(EXTRAIT DU TEXTE)

_ _ _

A ce jour, 18 matches ont été remis à plus tard, les 7ème et 8ème journées carrément repoussées au printemps. Dans ce contexte, le classement doit-il être pris au sérieux ? On serait tenté de répondre par l’affirmative, tant les équipes qui occupent le Top 7 figurent parmi les budgets les plus conséquents de Proligue.
Alors qu’en Starligue, devant les caméras de télévision, les quelques matches diffusés par beIN pâtissent du manque d’ambiance du à l’absence des spectateurs en tribunes, de véritables courants d’air et un quasi anonymat entourent les rencontres à l’étage inférieur.
Qui de mieux placés que les joueurs pour avoir une photo à l’instant T d’une compétition qui depuis quatre ans et son passage sous l’aile protectrice de la LNH, avait acquis un intérêt certain ? Quels joueurs ? Il fallait faire un choix. Obligatoirement arbitraire mais assez représentatif. Et ce choix s’est porté sur le Nancéen Yann Ducreux (à gauche sur notre photo de tête) et le Sélestadien Nicolas Minne (à droite). Le 1er, bon routier de cette 2ème division, le second qui commence à y user ses semelles. Leur point commun ? Faire partie d’une équipe qui caracole en tête du classement et qui cette saison, a des velléités d’accession à l’élite.
Retrouver vos deux clubs en tête, est-ce un leurre ou une évidence ?
Yann Ducreux: J’espère bien que ce n’est pas un leurre. Cela fait 2-3 ans qu’on est plus en haut qu’au milieu et qu’en bas et là, le club a clairement affiché ses ambitions, c’est jouer les 1ers rôles et quelle que soit l’issue du championnat, on l’a vu la saison dernière, se retrouver au niveau supérieur. On est un des rares clubs où le budget n’a pas été trop impacté par la crise sanitaire, les partenaires nous sont restés fidèles. Je pense qu’on est à la place où on doit être.

_ _ _

(DONNÉES DE L'EXERCICE)
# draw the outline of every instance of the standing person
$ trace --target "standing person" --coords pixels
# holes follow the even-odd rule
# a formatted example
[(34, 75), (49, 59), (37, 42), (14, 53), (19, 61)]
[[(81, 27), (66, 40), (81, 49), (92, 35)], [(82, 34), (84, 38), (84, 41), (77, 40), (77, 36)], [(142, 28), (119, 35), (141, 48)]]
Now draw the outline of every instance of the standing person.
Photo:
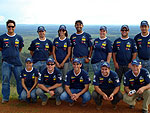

_ _ _

(CONSIGNES)
[A] Recopiez mot pour mot toutes les lignes des entrées, sans y inclure l'image.
[B] Reprenez le texte sur la Proligue à la suite de sa dernière phrase.
Le texte et les entrées proviennent de sources distinctes.

(RÉPONSES DANS L'ORDRE)
[A]
# draw the outline of every instance of the standing person
$ trace --target "standing person" --coords pixels
# holes follow the even-odd rule
# a formatted example
[(34, 75), (49, 59), (37, 42), (14, 53), (19, 61)]
[[(81, 27), (66, 40), (81, 49), (92, 35)], [(82, 34), (84, 38), (84, 41), (77, 40), (77, 36)], [(142, 28), (119, 35), (141, 48)]]
Now draw the outline of every instance of the standing person.
Photo:

[B]
Nicolas Minne: On a chuté à Dijon. 1ère défaite de la saison au bout de six matches. Je dirais que c’est un mal pour un bien. Cela va nous permettre de redescendre et de nous ramener les pieds sur terre. Si on se base sur la saison dernière, à l’entame de celle-ci, on ne savait pas trop où on pouvait aller. Il faut surtout qu’on reste focalisé sur nous-mêmes et on verra où cela nous mènera. L’accession en Starligue n’est pas du tout l’objectif 1er. Ce qu’on vise, ce sont les play-offs, ce qui serait déjà pas mal.
Une grande majorité de ces adversaires était à votre portée…
Y.D: Excepté Massy et ce n’est pas leur faire injure, on a joué les clubs de la 2ème partie. On s’attaque aux gros morceaux en les enchaînant en décembre, même si cette fin de semaine, on se déplace à Cherbourg qui est un prétendant. Mais bon, on voit aussi que face aux prétendus petits, des points peuvent s’envoler.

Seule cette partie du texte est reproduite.